(OBJECTIVE A) Swap "oven door handle" for "cabinet handle" in the region labeling records, starting at the first line of the entries and stopping after the line that contains "211 271 262 319". Return only those lines, changed in no other way.

(TEXT PASSAGE)
━━━━━━━━━━━━━━━━━━━━
# Good med/dark blends



## Lefteye (Dec 30, 2014)

I'm sure this has been asked before but couldn't find up to date info. Fancy going towards the dark side for a bit with a blend. Any suggestions ?


----------



## Mrboots2u (May 10, 2013)

Lefteye said:


> I'm sure this has been asked before but couldn't find up to date info. Fancy going towards the dark side for a bit with a blend. Any suggestions ?


What taste for your coffee are you looking to achieve. Presumably espresso based milk drinks?


----------



## Django57 (Aug 12, 2015)

This is my favourite possibly darker than your request but worth a try Redber Caffe Italiano .

https://www.redber.co.uk/collections/dark-roast/products/caffe-italiano-espresso-blend-coffee?variant=313017947


----------



## ronsil (Mar 8, 2012)

from Coffee Compass:

Malabar Hit

Jampit Hit

1 part Mosooned Malabar blended with 2 parts Jagong Village (blend them together yourself & re-bag)

from Rave:

Columbian Suarez

Italian Job. (don't be put off because its so cheap. Its a really good blend & rarely varies)

All are worth trying. Darker coffee without fruit & all best as espresso with/without milk


----------



## Lefteye (Dec 30, 2014)

Mrboots2u said:


> What taste for your coffee are you looking to achieve. Presumably espresso based milk drinks?


Well usually I go for fruit and funk in light roast but fancy a nice smooth nut/choc style roast.


----------



## Lefteye (Dec 30, 2014)

ronsil said:


> from Coffee Compass:
> 
> Malabar Hit
> 
> ...


cheers ron. The coffee compass stud I've had (can't honestly remember what) have always been a bit toasty for me but I may try the rave. You're right re Italian job. Always put off as cheap but should try it as it seems popular.


----------



## Lefteye (Dec 30, 2014)

Thanks all for the suggestions. I should have said mainly milk based but the occasional pure espresso with these


----------



## Mrboots2u (May 10, 2013)

I don't understand what smooth tastes like .... it's used alot on here but in terms of taste, what is it people are wanting from smooth ?
━━━━━━━━━━━━━━━━━━━━
(Region labeling records)
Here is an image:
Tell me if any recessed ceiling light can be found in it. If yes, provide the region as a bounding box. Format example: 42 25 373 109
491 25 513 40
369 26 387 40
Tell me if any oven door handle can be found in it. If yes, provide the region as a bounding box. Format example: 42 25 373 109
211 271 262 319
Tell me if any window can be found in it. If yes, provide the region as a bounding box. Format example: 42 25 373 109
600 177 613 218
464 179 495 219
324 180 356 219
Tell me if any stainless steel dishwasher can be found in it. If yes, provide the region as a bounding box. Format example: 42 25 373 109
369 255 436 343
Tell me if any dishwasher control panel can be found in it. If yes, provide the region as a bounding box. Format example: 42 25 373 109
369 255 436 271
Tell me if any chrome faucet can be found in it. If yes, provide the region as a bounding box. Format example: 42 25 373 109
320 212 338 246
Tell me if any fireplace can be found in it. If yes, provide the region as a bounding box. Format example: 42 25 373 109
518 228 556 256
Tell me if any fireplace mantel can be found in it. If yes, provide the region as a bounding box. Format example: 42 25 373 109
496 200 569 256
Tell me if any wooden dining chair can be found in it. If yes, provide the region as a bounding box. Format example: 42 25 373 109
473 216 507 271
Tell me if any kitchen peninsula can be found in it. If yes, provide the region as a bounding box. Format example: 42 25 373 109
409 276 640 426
━━━━━━━━━━━━━━━━━━━━
(OBJECTIVE B) In the coffee blend thread, which inexpensive blend from Rave is described as really good and rarely varying?

(EXPECTED OUTPUT A)
Here is an image:
Tell me if any recessed ceiling light can be found in it. If yes, provide the region as a bounding box. Format example: 42 25 373 109
491 25 513 40
369 26 387 40
Tell me if any cabinet handle can be found in it. If yes, provide the region as a bounding box. Format example: 42 25 373 109
211 271 262 319

(EXPECTED OUTPUT B) Italian Job.